(Records from a data source)
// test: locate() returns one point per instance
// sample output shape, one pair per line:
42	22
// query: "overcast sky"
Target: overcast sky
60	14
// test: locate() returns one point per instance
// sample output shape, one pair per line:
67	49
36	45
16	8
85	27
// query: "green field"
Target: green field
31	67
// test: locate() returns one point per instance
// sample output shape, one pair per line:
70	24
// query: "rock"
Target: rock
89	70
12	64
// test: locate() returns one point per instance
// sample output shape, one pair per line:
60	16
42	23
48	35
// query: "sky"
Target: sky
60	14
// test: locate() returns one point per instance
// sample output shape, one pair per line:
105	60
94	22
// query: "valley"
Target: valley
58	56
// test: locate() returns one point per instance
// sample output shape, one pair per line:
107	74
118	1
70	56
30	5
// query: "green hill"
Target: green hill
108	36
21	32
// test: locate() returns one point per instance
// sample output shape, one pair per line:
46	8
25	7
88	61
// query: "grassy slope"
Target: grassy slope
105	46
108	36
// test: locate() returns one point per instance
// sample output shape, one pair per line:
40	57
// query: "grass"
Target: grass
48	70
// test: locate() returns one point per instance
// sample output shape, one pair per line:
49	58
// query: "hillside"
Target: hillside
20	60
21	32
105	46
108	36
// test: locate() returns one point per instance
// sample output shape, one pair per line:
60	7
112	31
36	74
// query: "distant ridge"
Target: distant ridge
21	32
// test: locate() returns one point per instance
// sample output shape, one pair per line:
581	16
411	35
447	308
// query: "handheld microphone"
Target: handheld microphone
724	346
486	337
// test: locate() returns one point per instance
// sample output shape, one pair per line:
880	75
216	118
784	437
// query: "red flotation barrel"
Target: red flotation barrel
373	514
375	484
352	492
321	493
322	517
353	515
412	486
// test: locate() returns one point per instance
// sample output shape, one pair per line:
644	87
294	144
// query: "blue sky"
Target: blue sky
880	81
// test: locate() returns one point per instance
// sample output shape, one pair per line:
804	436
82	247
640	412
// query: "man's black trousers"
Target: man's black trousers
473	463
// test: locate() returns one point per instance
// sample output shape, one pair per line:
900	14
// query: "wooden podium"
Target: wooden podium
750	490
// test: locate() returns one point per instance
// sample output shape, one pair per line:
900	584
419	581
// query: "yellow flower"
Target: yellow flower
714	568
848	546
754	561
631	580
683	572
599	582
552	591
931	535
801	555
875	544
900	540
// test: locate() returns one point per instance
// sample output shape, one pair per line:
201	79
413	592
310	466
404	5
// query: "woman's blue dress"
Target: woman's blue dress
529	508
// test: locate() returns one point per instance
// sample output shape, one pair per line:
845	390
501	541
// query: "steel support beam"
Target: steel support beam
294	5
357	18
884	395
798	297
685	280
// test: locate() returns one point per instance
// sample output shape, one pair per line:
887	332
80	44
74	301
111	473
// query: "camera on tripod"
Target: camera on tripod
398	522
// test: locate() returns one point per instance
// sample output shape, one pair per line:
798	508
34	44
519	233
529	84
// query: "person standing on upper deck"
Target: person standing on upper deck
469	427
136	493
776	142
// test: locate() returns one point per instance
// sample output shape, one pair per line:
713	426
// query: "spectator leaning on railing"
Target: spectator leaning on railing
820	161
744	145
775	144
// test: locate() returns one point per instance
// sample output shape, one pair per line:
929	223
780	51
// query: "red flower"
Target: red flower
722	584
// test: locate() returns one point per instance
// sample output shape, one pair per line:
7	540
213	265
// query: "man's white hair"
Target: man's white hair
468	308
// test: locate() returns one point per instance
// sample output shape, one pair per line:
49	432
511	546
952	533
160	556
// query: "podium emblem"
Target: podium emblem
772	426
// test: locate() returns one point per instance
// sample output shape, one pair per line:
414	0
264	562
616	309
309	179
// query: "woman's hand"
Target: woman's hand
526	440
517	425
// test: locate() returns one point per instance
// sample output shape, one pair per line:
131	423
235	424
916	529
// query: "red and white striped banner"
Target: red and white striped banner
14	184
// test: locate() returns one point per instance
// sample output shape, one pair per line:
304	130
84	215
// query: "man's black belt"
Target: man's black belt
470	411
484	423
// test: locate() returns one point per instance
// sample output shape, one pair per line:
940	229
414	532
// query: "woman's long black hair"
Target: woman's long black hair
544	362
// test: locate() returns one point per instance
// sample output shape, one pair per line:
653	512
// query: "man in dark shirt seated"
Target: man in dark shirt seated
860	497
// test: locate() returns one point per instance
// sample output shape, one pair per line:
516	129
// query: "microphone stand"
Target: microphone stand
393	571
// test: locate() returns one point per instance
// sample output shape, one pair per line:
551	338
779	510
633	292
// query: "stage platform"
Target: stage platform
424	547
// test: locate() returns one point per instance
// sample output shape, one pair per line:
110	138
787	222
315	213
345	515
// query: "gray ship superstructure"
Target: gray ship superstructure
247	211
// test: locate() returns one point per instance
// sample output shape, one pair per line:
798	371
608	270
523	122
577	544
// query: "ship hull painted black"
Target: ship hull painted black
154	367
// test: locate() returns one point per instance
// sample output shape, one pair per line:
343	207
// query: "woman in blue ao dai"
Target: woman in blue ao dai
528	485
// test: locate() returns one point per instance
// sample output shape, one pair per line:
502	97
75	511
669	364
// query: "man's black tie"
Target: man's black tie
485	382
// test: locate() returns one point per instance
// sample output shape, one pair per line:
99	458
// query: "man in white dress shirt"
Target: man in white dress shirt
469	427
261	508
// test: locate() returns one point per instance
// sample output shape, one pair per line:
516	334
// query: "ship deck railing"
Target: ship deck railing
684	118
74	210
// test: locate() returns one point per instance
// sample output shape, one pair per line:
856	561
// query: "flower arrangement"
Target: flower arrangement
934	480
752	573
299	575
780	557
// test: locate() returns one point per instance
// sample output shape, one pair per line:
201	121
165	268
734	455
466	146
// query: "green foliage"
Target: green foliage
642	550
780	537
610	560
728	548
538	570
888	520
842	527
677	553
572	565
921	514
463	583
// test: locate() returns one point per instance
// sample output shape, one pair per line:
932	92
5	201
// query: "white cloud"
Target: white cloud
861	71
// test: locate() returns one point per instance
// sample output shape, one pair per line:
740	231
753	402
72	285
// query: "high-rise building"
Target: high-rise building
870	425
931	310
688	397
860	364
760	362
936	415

EXERCISE AIM ▸ Output every line from the records, exactly as written.

ANSWER TO THE EXERCISE ▸
// test: locate() returns one point per instance
// sample output shape, one pair per line:
42	22
// query: "overcast sky"
Target: overcast sky
60	14
// test: locate() returns one point per instance
// sample output shape, one pair per line:
67	49
36	45
16	8
85	27
// query: "green field"
Target: green field
31	67
// test: locate() returns one point per instance
// sample output shape, one pair per line:
70	24
// query: "rock"
Target: rock
89	70
12	64
// test: locate() returns one point per instance
// sample output shape, one pair per line:
60	16
42	23
48	35
// query: "sky"
Target: sky
60	14
// test: locate() returns one point per instance
// sample output shape, one pair per line:
105	60
94	22
// query: "valley"
Target: valley
58	56
// test: locate() returns one point per instance
// sample output shape, one pair per line:
107	74
118	1
70	56
30	5
// query: "green hill"
Target: green hill
108	36
21	32
// test: locate() returns one point per instance
// sample output shape, one pair per line:
46	8
25	7
88	61
// query: "grassy slope"
Target: grassy slope
105	46
108	36
// test: locate() returns one point per instance
// sample output shape, one pair per line:
40	57
// query: "grass"
Target: grass
48	70
// test: locate() returns one point per instance
// sample output shape, one pair per line:
49	58
// query: "hillside"
Target: hillside
20	60
21	32
105	46
108	36
// test: locate() returns one point per instance
// sample output shape, one pair per line:
60	7
112	31
36	74
// query: "distant ridge"
Target: distant ridge
21	32
// test: locate() returns one point per instance
// sample output shape, one pair per line:
581	16
411	35
447	308
// query: "handheld microphone"
Target: handheld microphone
724	346
486	337
// test: locate() returns one point per instance
// sample output shape, one pair per line:
880	75
216	118
784	437
// query: "red flotation barrel"
Target: red flotation barrel
373	514
375	484
352	492
321	493
322	517
353	515
412	486
// test: locate() returns one point per instance
// sample output shape, one pair per line:
644	87
294	144
// query: "blue sky"
Target: blue sky
880	81
// test: locate() returns one point per instance
// sample output shape, one pair per line:
804	436
82	247
640	412
// query: "man's black trousers"
Target: man's black trousers
473	463
// test: locate() returns one point per instance
// sample output shape, one pair per line:
900	14
// query: "wooden podium"
Target: wooden podium
750	490
// test: locate() returns one point per instance
// sample output shape, one pair per line:
900	584
419	581
// query: "yellow flower"
Target: yellow flower
714	568
848	546
754	561
631	580
683	572
599	582
552	591
931	535
801	555
875	544
900	540
// test: locate() returns one point per instance
// sample output shape, one pair per line:
201	79
413	592
310	466
404	5
// query: "woman's blue dress"
Target: woman's blue dress
529	508
// test: locate() returns one point per instance
// sample output shape, one pair per line:
845	390
501	541
// query: "steel support beam"
Target: steel support beam
294	5
357	18
884	395
798	297
685	280
// test: locate() returns one point per instance
// sample output shape, one pair per line:
887	332
80	44
74	301
111	473
// query: "camera on tripod"
Target: camera on tripod
398	522
// test: locate() returns one point per instance
// sample output shape, one pair per line:
798	508
34	44
519	233
529	84
// query: "person standing on upper deck"
Target: person standing on upper deck
469	427
136	493
776	142
// test: locate() returns one point per instance
// sample output shape, one pair per line:
713	426
// query: "spectator leaning on railing"
Target: spectator leaning on railing
820	161
744	145
775	144
// test: locate() returns one point per instance
// sample output shape, one pair per line:
929	223
780	51
// query: "red flower"
Target: red flower
722	584
// test: locate() returns one point per instance
// sample output shape, one pair per line:
7	540
213	265
// query: "man's white hair"
Target: man's white hair
468	308
// test: locate() returns one point per instance
// sample output shape, one pair per line:
49	432
511	546
952	533
160	556
// query: "podium emblem"
Target: podium emblem
772	426
// test: locate() returns one point per instance
// sample output shape, one pair per line:
414	0
264	562
616	309
309	179
// query: "woman's hand"
Target: woman's hand
526	440
517	425
// test: locate() returns one point per instance
// sample output shape, one pair per line:
131	423
235	424
916	529
// query: "red and white striped banner"
Target: red and white striped banner
14	184
// test: locate() returns one point per instance
// sample output shape, one pair per line:
304	130
84	215
// query: "man's black belt"
Target: man's black belt
470	411
484	423
// test: locate() returns one point per instance
// sample output shape, one pair per line:
940	229
414	532
// query: "woman's long black hair"
Target: woman's long black hair
544	362
// test: locate() returns one point per instance
// sample output shape, one pair per line:
653	512
// query: "man in dark shirt seated"
Target: man in dark shirt seated
860	497
// test: locate() returns one point per instance
// sample output shape, one pair per line:
516	129
// query: "microphone stand"
Target: microphone stand
393	571
// test: locate() returns one point per instance
// sample output shape, one pair per line:
551	338
779	510
633	292
// query: "stage platform"
Target: stage platform
424	547
// test: locate() returns one point per instance
// sample output shape, one pair per line:
110	138
787	222
315	213
345	515
// query: "gray ship superstructure"
Target: gray ship superstructure
247	211
// test: locate() returns one point per instance
// sample output shape, one pair per line:
798	371
608	270
523	122
577	544
// query: "ship hull painted black"
Target: ship hull painted black
154	367
// test: locate() returns one point per instance
// sample output shape, one pair per line:
343	207
// query: "woman in blue ao dai"
Target: woman in blue ao dai
528	485
// test: locate() returns one point per instance
// sample output shape, one pair per line:
502	97
75	511
669	364
// query: "man's black tie"
Target: man's black tie
485	382
// test: locate() returns one point per instance
// sample output shape, one pair per line:
99	458
// query: "man in white dress shirt"
Target: man in white dress shirt
469	427
261	508
// test: locate() returns one point per instance
// sample output shape, one pair per line:
516	334
// query: "ship deck railing"
Target: ship deck railing
684	118
74	210
// test: locate() returns one point per instance
// sample output shape, one pair per line:
856	561
// query: "flower arrangement"
Target: flower arrangement
934	480
752	573
299	575
780	557
// test: locate() returns one point per instance
// sample output shape, one pair per line:
201	121
165	268
734	455
466	146
// query: "green foliage"
Target: green foliage
642	550
780	537
610	560
728	548
538	570
888	520
842	527
677	553
572	565
921	514
463	583
// test: locate() returns one point per instance
// sample output shape, one pair per line:
932	92
5	201
// query: "white cloud"
Target: white cloud
861	71
// test: locate() returns one point per instance
// sample output shape, one pair per line:
740	231
753	402
72	285
// query: "high-rise building"
Target: high-rise building
870	425
931	310
688	397
860	364
760	362
936	415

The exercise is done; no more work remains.